Exercise instructions –
(1) Please transcribe the section of the Caribbean travel post that opens with the words containing "This will be" and closes with "in his identity.".
(2) In the Caribbean travel post, what year did the writer go to the island as a volunteer observer for the national elections?

Document segment –
** begin **

✈️ Before I board my flight to the Caribbean…

In just over 48 hours, I’ll board a flight to the Caribbean—a part of the world I’m deeply connected to.

This won’t be my first time visiting Bohío, the island Haitians and Dominicans call home today.

In 1993, I traveled there as a volunteer observer for the national elections—an international effort to end military junta control and restore President Aristide’s legitimate government. I also went to accompany my then-partner on his first (and likely last) return to the country he left as an adolescent.

This will be my first time on the Dominican side of the island. If you know anything about my journey to reclaim my connection to Borikén and my heritage, it’s fitting that this trip centers around Bad Bunny’s world tour kickoff after his historic residency in Puerto Rico.

More than a vacation, this is a return to the site of first contact and a celebration of Puerto Rican pride and protest on a global stage of his (and my) choosing.

Bad Bunny isn’t just a global superstar—he’s a cultural disruptor. His music and presence challenge colonial expectations of success, masculinity, and belonging. He leads by being unapologetically himself: Puerto Rican, outspoken, deeply rooted in his identity.

** end **

Record excerpts –
** begin **

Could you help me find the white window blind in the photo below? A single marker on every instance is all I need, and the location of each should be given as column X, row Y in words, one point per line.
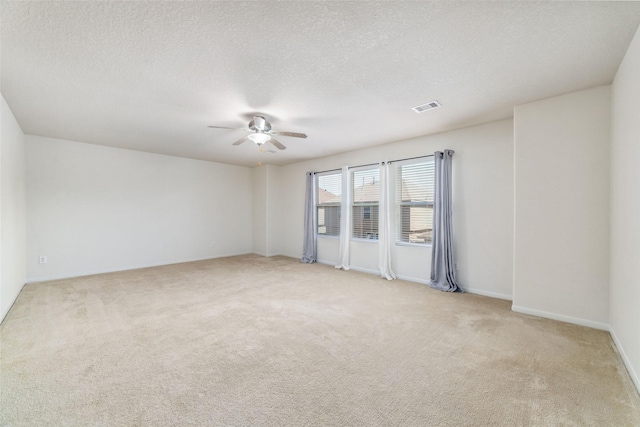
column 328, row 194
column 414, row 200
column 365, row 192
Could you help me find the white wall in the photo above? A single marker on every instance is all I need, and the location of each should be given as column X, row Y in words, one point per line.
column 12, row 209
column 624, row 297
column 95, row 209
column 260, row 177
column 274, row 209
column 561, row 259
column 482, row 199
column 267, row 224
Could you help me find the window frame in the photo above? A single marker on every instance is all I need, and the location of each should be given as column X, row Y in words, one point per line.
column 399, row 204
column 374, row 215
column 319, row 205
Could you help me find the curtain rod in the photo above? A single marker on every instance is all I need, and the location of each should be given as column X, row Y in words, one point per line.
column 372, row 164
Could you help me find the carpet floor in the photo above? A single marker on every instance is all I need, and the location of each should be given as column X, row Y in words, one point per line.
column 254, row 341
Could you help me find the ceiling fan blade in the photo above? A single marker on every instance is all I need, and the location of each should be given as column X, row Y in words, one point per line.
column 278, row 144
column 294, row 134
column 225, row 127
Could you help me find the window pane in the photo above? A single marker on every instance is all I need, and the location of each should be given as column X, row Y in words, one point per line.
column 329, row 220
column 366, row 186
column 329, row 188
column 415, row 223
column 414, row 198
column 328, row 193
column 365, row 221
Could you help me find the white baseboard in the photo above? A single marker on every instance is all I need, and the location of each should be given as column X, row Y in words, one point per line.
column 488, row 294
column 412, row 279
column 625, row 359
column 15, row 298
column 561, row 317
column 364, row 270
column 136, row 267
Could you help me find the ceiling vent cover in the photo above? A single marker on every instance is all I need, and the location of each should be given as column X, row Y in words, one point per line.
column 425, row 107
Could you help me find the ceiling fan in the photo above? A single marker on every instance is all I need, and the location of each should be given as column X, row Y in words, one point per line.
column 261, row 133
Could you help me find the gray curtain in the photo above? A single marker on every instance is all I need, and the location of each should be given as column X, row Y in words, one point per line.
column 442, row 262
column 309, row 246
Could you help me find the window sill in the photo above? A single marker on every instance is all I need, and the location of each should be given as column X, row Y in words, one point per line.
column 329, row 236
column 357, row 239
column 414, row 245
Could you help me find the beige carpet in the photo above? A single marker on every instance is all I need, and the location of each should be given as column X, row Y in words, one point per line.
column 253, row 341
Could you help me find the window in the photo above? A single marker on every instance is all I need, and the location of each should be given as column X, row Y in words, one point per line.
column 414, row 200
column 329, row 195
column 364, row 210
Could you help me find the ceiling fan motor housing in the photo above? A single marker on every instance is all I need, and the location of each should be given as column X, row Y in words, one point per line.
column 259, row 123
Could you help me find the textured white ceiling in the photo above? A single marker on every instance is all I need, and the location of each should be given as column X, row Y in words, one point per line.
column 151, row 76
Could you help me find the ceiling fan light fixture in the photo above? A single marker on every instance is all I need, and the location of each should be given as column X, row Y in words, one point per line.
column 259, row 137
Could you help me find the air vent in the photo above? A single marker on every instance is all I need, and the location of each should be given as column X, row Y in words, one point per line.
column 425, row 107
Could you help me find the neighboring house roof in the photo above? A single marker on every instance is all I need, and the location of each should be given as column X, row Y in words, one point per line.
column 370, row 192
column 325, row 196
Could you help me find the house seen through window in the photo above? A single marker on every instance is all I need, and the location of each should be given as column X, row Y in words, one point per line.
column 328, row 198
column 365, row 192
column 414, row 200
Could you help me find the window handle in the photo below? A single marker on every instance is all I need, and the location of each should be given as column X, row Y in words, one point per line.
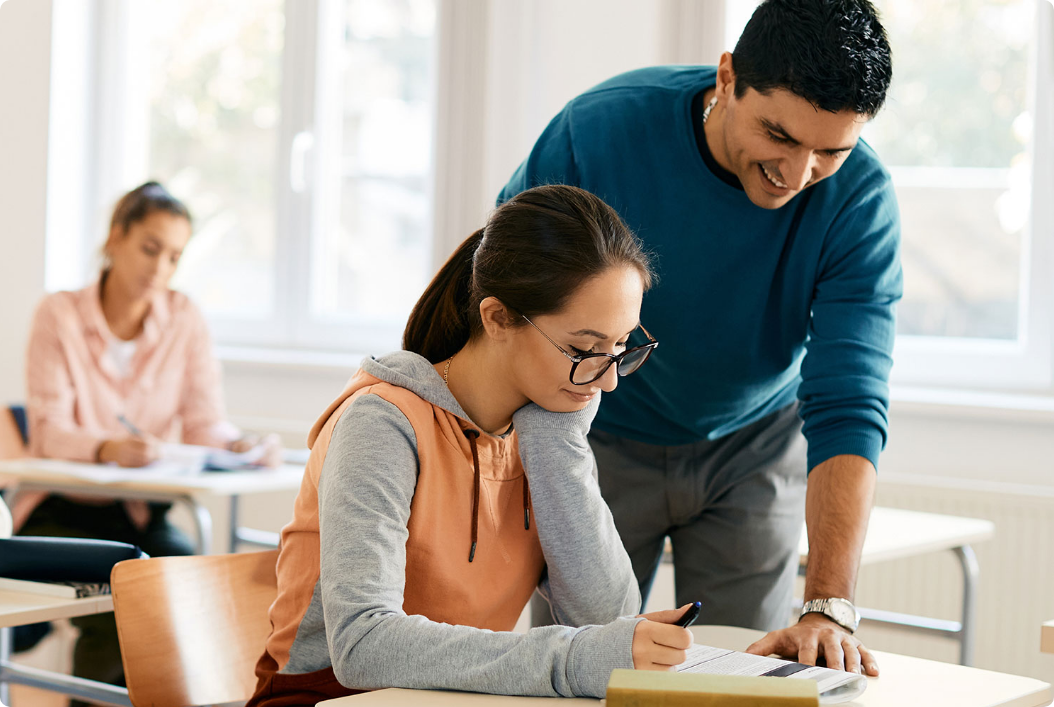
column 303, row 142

** end **

Responses per task –
(1)
This will be my first time on the Dominican side of the island. If you know anything about my journey to reclaim my connection to Borikén and my heritage, it’s fitting that this trip centers around Bad Bunny’s world tour kickoff after his historic residency in Puerto Rico.

More than a vacation, this is a return to the site of first contact and a celebration of Puerto Rican pride and protest on a global stage of his (and my) choosing.

Bad Bunny isn’t just a global superstar—he’s a cultural disruptor. His music and presence challenge colonial expectations of success, masculinity, and belonging. He leads by being unapologetically himself: Puerto Rican, outspoken, deeply rooted in his identity.

(2) 1993